Start of Excerpted data
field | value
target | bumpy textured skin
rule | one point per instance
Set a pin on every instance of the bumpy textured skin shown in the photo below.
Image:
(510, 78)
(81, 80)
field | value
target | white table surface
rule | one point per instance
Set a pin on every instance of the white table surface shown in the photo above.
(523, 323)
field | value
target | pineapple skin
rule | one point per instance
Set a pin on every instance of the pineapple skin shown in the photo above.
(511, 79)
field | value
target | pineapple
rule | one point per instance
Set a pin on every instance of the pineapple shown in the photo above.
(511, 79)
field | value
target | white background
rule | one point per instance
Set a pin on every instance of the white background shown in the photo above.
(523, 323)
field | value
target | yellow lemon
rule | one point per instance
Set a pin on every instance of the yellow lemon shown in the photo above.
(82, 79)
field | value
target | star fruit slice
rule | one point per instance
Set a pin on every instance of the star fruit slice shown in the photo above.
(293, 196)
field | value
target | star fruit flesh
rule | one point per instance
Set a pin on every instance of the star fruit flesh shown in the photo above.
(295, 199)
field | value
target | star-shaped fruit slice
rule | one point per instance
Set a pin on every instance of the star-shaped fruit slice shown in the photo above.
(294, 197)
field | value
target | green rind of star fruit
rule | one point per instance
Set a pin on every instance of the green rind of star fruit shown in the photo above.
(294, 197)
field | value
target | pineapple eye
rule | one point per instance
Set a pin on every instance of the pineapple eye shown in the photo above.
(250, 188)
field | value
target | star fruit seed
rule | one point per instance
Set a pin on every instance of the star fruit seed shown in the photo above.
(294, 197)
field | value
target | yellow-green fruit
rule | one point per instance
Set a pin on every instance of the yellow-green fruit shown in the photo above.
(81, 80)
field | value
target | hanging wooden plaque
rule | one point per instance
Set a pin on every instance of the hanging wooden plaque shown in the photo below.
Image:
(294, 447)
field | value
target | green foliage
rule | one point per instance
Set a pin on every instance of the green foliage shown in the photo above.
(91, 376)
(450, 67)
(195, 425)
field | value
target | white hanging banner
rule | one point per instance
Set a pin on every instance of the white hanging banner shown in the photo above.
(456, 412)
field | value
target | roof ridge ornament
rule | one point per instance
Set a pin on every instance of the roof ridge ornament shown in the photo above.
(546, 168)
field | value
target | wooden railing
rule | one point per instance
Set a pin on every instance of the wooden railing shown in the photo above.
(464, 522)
End of Excerpted data
= What the task requires =
Repeat the entries word for word. Skip none of them.

= Exercise solution =
field | value
target | bumpy textured skin
rule | one point per instance
Set a pin on every instance of the bumpy textured skin shown in the photo below.
Image:
(510, 78)
(81, 80)
field | value
target | white table surface
rule | one point per instance
Set a pin on every instance of the white table surface shown in the photo above.
(523, 323)
field | value
target | pineapple skin
rule | one point per instance
Set a pin on every instance of the pineapple skin shown in the photo above.
(511, 79)
field | value
target | pineapple
rule | one point per instance
Set a pin on every instance of the pineapple shown in the photo above.
(511, 79)
field | value
target | white background
rule | one point per instance
Set a pin on every instance of the white background shown in the photo above.
(523, 323)
field | value
target | yellow lemon
rule | one point per instance
Set a pin on every instance of the yellow lemon shown in the photo above.
(82, 79)
field | value
target | star fruit slice
rule | one point per instance
Set a pin on every instance of the star fruit slice shown in the photo above.
(293, 196)
field | value
target | star fruit flesh
rule | one point per instance
Set a pin on every instance of the star fruit flesh shown in the photo above.
(295, 199)
field | value
target | star-shaped fruit slice
rule | one point per instance
Set a pin on every instance of the star-shaped fruit slice shown in the photo above.
(294, 197)
field | value
target | green rind of star fruit
rule | one point per instance
Set a pin on every instance of the green rind of star fruit shown in the photo above.
(294, 197)
field | value
target | pineapple eye
rule | one point per instance
Set a pin on every instance of the pineapple eye shown in the photo above.
(250, 188)
field | value
target | star fruit seed
rule | one point per instance
Set a pin on every instance of the star fruit seed shown in the photo above.
(294, 197)
field | value
target | yellow-green fruit
rule | one point per instance
Set a pin on every instance of the yellow-green fruit shown in the photo above.
(81, 80)
field | value
target | hanging wooden plaque
rule | one point per instance
Set a pin on every instance of the hanging wooden plaque shown in the photo below.
Image:
(294, 447)
field | value
target | green foliage
rule | one point per instance
Set a pin on every instance of the green foliage shown in the photo above.
(91, 376)
(450, 67)
(195, 425)
field | value
target | white hanging banner
rule | one point per instance
Set a pin on every instance of the white hanging banner shown in the photo above.
(456, 412)
field | value
target | roof ridge ornament
rule | one point per instance
Set a pin on every instance of the roof ridge ornament shown in the photo above.
(546, 168)
field | value
target | wooden railing
rule | one point per instance
Set a pin on every instance of the wooden railing shown in the photo above.
(464, 522)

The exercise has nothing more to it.